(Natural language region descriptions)
┏━━

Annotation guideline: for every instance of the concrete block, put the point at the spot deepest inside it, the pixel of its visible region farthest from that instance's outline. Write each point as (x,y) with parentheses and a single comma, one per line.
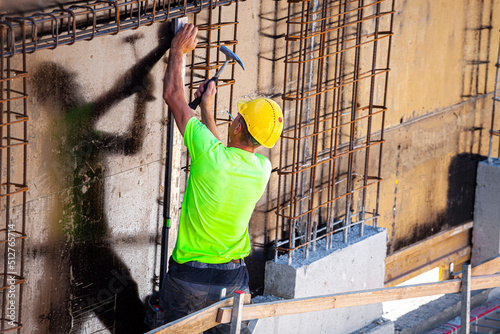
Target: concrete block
(356,265)
(486,232)
(352,266)
(380,326)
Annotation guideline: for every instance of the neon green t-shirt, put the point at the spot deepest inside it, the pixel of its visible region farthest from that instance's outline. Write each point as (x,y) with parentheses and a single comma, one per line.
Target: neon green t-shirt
(223,187)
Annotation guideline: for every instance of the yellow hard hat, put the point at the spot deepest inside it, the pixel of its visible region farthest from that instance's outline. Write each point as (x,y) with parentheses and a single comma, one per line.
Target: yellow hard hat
(264,120)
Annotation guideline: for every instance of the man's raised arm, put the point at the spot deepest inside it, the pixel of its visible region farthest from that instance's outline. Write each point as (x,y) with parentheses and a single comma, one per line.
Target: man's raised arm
(173,88)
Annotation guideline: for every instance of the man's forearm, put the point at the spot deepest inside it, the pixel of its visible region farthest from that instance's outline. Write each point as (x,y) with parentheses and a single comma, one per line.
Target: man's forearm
(173,83)
(207,118)
(173,90)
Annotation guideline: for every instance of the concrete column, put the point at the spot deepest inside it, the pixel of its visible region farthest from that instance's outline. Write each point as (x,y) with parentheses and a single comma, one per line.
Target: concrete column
(356,265)
(486,232)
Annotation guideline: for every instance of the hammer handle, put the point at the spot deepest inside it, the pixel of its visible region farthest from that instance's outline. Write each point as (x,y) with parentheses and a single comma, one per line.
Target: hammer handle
(196,102)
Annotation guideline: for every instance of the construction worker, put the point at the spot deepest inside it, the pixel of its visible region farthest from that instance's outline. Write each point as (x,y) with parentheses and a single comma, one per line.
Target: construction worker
(223,187)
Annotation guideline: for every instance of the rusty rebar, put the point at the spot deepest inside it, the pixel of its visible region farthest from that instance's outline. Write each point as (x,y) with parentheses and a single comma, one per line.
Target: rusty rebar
(99,18)
(335,119)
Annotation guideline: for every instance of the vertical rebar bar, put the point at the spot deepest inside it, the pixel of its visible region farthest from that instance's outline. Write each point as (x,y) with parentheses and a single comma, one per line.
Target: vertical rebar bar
(319,169)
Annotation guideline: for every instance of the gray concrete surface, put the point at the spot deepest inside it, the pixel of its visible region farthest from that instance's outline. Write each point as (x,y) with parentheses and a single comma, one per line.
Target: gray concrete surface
(486,232)
(379,326)
(347,267)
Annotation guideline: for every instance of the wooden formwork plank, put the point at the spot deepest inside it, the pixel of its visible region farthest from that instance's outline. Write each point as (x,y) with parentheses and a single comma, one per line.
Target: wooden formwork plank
(488,267)
(443,248)
(320,303)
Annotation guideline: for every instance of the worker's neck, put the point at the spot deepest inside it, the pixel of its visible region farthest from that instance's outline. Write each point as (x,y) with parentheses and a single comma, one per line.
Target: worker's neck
(237,144)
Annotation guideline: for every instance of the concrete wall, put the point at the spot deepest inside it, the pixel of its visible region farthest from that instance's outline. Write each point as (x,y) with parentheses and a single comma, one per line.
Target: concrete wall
(439,103)
(93,213)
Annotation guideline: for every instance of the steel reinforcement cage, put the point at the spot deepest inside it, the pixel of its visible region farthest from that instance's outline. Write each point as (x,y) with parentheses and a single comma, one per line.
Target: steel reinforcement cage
(335,97)
(20,36)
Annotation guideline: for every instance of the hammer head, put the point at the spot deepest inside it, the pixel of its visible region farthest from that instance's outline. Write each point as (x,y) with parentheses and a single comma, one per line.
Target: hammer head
(231,55)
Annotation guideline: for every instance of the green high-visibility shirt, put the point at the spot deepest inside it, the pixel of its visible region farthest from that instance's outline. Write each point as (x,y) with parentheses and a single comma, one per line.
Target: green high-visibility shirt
(223,187)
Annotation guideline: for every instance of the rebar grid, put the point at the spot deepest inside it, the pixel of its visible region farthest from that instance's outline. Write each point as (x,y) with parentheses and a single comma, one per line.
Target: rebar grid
(335,96)
(495,133)
(100,18)
(13,179)
(217,26)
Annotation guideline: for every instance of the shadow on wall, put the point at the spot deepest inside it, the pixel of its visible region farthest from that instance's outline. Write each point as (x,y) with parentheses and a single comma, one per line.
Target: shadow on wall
(459,201)
(98,281)
(461,188)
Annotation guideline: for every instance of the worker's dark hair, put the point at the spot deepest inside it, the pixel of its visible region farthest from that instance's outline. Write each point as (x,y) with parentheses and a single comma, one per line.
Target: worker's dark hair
(246,136)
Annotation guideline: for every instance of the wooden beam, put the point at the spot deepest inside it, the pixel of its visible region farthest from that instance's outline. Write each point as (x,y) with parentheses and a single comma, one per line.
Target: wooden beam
(199,321)
(320,303)
(488,267)
(443,248)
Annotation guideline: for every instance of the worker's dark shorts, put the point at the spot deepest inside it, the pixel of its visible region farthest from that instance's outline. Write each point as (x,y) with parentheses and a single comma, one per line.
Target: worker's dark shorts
(192,286)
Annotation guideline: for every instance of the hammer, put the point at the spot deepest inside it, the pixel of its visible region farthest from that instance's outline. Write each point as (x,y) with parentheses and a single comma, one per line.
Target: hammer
(229,56)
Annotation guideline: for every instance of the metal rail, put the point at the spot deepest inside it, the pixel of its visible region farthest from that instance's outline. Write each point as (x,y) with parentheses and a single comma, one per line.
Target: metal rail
(335,96)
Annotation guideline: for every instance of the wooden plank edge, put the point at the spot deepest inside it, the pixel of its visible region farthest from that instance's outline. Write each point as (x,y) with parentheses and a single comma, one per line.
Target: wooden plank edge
(487,267)
(433,239)
(198,321)
(303,305)
(464,251)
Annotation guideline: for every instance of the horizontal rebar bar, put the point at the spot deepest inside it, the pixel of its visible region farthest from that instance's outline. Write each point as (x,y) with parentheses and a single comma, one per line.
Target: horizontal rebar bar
(78,23)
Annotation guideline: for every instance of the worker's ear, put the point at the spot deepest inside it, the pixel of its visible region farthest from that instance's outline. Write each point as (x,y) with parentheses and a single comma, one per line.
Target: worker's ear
(238,128)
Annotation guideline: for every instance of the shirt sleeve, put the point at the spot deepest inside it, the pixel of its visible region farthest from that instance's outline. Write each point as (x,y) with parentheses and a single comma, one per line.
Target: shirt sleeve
(198,139)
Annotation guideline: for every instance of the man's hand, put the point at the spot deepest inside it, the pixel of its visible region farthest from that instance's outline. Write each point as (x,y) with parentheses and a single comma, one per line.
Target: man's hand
(207,98)
(185,40)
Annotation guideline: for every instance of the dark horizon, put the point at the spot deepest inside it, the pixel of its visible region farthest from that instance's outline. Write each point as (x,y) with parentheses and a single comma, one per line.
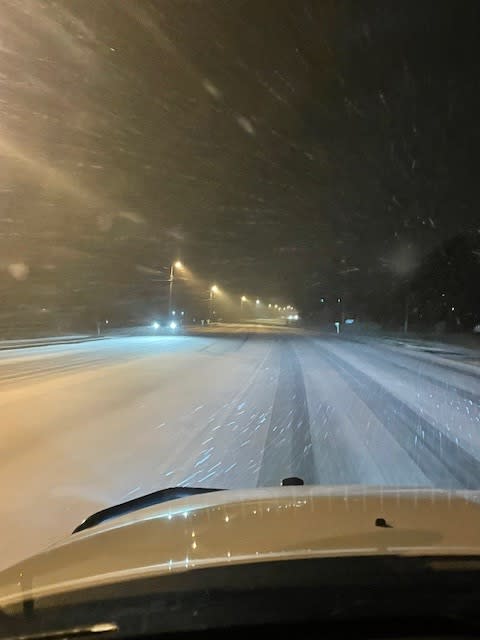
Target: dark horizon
(291,152)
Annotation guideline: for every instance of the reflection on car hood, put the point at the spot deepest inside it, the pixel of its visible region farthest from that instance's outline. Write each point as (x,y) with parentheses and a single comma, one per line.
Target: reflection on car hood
(251,526)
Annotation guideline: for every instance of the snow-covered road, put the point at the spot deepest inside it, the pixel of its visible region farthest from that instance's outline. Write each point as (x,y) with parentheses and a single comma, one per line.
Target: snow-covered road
(87,425)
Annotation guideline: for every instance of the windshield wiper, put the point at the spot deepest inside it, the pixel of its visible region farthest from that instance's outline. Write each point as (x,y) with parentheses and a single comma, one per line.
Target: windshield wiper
(148,500)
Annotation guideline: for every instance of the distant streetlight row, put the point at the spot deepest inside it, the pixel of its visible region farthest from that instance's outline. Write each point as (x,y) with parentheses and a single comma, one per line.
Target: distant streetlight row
(214,290)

┗━━

* [Task instructions] Return all of the entries exactly as written, but drop any pictures they hold.

* [Task solution]
Annotation guideline: for every instance of the concrete block, put the point at the spot deepest inside it, the pixel of its visible region farthest from that instance's outline. Write each point as (x,y) with parentheses and a single comma, one per line.
Target: concrete block
(356,265)
(486,232)
(352,266)
(380,326)
Annotation guideline: for every instance of the neon green t-shirt, put the point at the spot deepest inside it, the pixel of its visible region farthest from that instance's outline. Write each point as (x,y) with parentheses and a single comma, one per line.
Target: neon green t-shirt
(223,187)
Annotation guideline: for every instance of the yellow hard hat, put the point at the spot deepest inside it, the pixel of its visible region farthest from that instance's outline. Write each point as (x,y) with parentheses and a single comma, one per line.
Target: yellow hard hat
(264,120)
Annotation guideline: for every instance of the man's raised arm, put the point at the spot deepest inside it, the pixel of its visible region farthest from that instance's outline. Write each point as (x,y) with parentheses and a single comma, one per line.
Target: man's raised arm
(173,88)
Annotation guideline: for every instance of the man's forearm, put the point at the spot deepest inside it, the pixel of its visible region farthest from that instance's outline. Write each point as (x,y) with parentheses and a single comma, one per line.
Target: man's forearm
(173,83)
(207,118)
(173,90)
Annotation guideline: for every instance of the concrete column, put the point at the spot deepest inside it, the pixel of its visible region farthest from that instance's outline. Write each point as (x,y) with parentheses and a single comma, one per line.
Target: concrete column
(356,265)
(486,232)
Annotation guideline: for every instance of the hammer handle, put the point at the spot deepest inside it, the pixel of its visible region farthest from that instance's outline. Write each point as (x,y) with parentheses and a single comma, one per line.
Target: hammer handle
(196,102)
Annotation guideline: for every instance of the construction worker, put the point at the spot deepest inside it, the pixel of its visible region farthest from that instance's outline. Write each point as (x,y) with parentheses and a single comma, one per line.
Target: construction worker
(223,187)
Annotation guideline: for every instance of the rusty rebar, put the point at the spot deepest inside it, the pixel of its visible region farthest from that instance's outline. Write each point as (x,y) with parentheses and a single comma, one per line.
Target: rusty rebar
(99,18)
(335,119)
Annotation guideline: for every instance of the vertical rebar bar, put the point at the spot deepest inside it, the pixel of its visible region farthest from that instance's outline. Write each point as (x,y) with parentheses and a single comma, one per line.
Target: vertical rebar bar
(319,169)
Annotation guideline: for every instance of the gray concrete surface, put the point at the spot deepest inside it, the pixel of its visible region farthest from that instance's outline. Write each point as (x,y) with parentheses and a single comma, one per line.
Target: gray concrete surface
(486,232)
(379,326)
(347,267)
Annotation guideline: for every instance of the wooden formwork plank, put the point at the spot deepest inside it, the pixel of its visible region farthest from that instance's outline. Write each point as (x,y) with parentheses and a single comma, one per line.
Target: wooden formwork plank
(488,267)
(443,248)
(320,303)
Annotation guideline: for every instance of the worker's neck, put the point at the spot deepest inside it, the pixel of its visible region farthest from that instance's outline. Write each point as (x,y) with parentheses and a single comma, one per line.
Target: worker's neck
(237,144)
Annotation guideline: for every instance of the concrete wall, put the point at the spot deepest inside it, the pixel of its visible region farthest from that instance's outline. Write each point as (x,y) with parentheses and a single comma, one per line.
Target: concrete wall
(439,103)
(93,213)
Annotation guideline: for every instance of the steel reinforcement cage, put the point at the spot deepest inside it, the pixel of its visible region farthest from that instance's outline. Write each point as (x,y) with parentheses and a single comma, one per line.
Target: steel reinforcement cage
(335,97)
(20,36)
Annotation guideline: for every instance of the hammer head, put the point at the spot deepest inside it, the pixel of its visible region farthest from that instance's outline. Write each point as (x,y) with parentheses and a single comma, one per line.
Target: hammer head
(231,55)
Annotation guideline: for every instance of the green high-visibility shirt, put the point at the spot deepest inside it, the pixel of its visible region farthest from that instance's outline. Write each point as (x,y) with parentheses and a single comma, one per line.
Target: green high-visibility shirt
(223,187)
Annotation guideline: for every instance of the rebar grid, put the point at the spot deepest inside it, the pixel of its visible region farthest from that instance's outline. Write each point as (x,y) with parentheses and a single comma, one per line.
Target: rebar grid
(335,96)
(495,133)
(100,18)
(13,179)
(217,26)
Annotation guideline: for every instance of the shadow on wall, put the point at the spot deepest inside it, the pixel of its visible region farthest from that instance's outline. Write each point as (x,y) with parentheses and a single comma, one per line.
Target: shadow on wall
(459,201)
(98,281)
(461,188)
Annotation guideline: for every instance of the worker's dark hair, put the point at the spot deepest inside it, the pixel of its visible region farthest from that instance's outline. Write each point as (x,y) with parentheses and a single comma, one per line.
Target: worker's dark hair
(246,136)
Annotation guideline: for every instance of the wooden beam, put the point at the spot deepest inside it, the pixel of its visible region farthest from that instance's outline. Write each point as (x,y) with parentheses and a single comma, one per line.
Target: wooden beam
(199,321)
(320,303)
(488,267)
(443,248)
Annotation guideline: for every instance of the worker's dark shorts, put the point at the spot deepest inside it, the pixel of its visible region farthest from that instance's outline. Write each point as (x,y) with parentheses and a single comma, one per line.
Target: worker's dark shorts
(192,286)
Annotation guideline: for every instance of the hammer, put the point at the spot deepest inside it, the pixel of its visible region farthest from that instance's outline. Write each point as (x,y) with parentheses and a single comma, one per line.
Target: hammer
(229,56)
Annotation guideline: for every instance of the metal rail, put the point at the spot deepest inside it, the pixel of its visible region farthest from that instance's outline. Write each point as (x,y) with parentheses and a single comma, one per line.
Target: metal rail
(335,96)
Annotation guideline: for every instance of the wooden plank edge, put the point at the spot deepest inside it, the pixel of its visible region farthest from that instance's outline. Write each point as (x,y) with parentheses and a single comma, one per line.
Target: wooden plank edge
(487,267)
(433,239)
(198,321)
(303,305)
(464,251)
Annotation guideline: for every instance of the horizontal rebar bar, put the point at the spot deepest inside it, the pixel of its visible region farthest from that instance's outline. Write each point as (x,y) with parentheses and a single comma, one per line.
Target: horizontal rebar bar
(78,23)
Annotation guideline: for every instance of the worker's ear, put the point at the spot deepest inside it, the pixel of its visible region farthest from that instance's outline. Write each point as (x,y) with parentheses and a single comma, one per line.
Target: worker's ear
(238,128)
Annotation guideline: for every instance of the shirt sleeve, put the point at the spot deepest inside it, the pixel of its visible region farthest from that instance's outline. Write each point as (x,y) with parentheses and a single comma, one per line.
Target: shirt sleeve
(198,139)
Annotation guideline: for every instance of the man's hand, put the point at the spot deepest inside it, the pixel of its visible region farthest from that instance's outline. Write each point as (x,y) with parentheses and a single comma, one per line.
Target: man's hand
(207,98)
(185,40)
Annotation guideline: for every instance of the dark horizon, put the point at the spot deepest inside it, the pixel of its visible region farthest from that instance's outline. Write each point as (x,y) with parentheses and a single comma, one per line.
Target: dark horizon
(291,152)
Annotation guideline: for every instance of the reflection on car hood, put the point at the spot deepest inside it, the pixel of its visible region farthest from that instance's outline. Write each point as (x,y) with parentheses and a single comma, one per line.
Target: reflection on car hood
(251,526)
Annotation guideline: for every instance of the snow-covered road, put the point at the spot deepest inside it, the pixel of its visible region farthest from that instance's outline. Write each point as (x,y) with parentheses and a single comma, one per line.
Target: snow-covered road
(87,425)
Annotation guideline: for every instance of the windshield wiper, put the point at the spot deepest inside it, the pixel of its visible region farthest from that instance's outline. Write each point as (x,y) with parentheses and a single comma, one per line.
Target: windshield wiper
(148,500)
Annotation guideline: for every instance of the distant streetlight row, put the point at the spot deepest inside it, the pixel of its visible region farthest from that instance's outline. Write each point as (x,y) with parentheses and a single comma, one per line.
Target: distant streetlight row
(214,290)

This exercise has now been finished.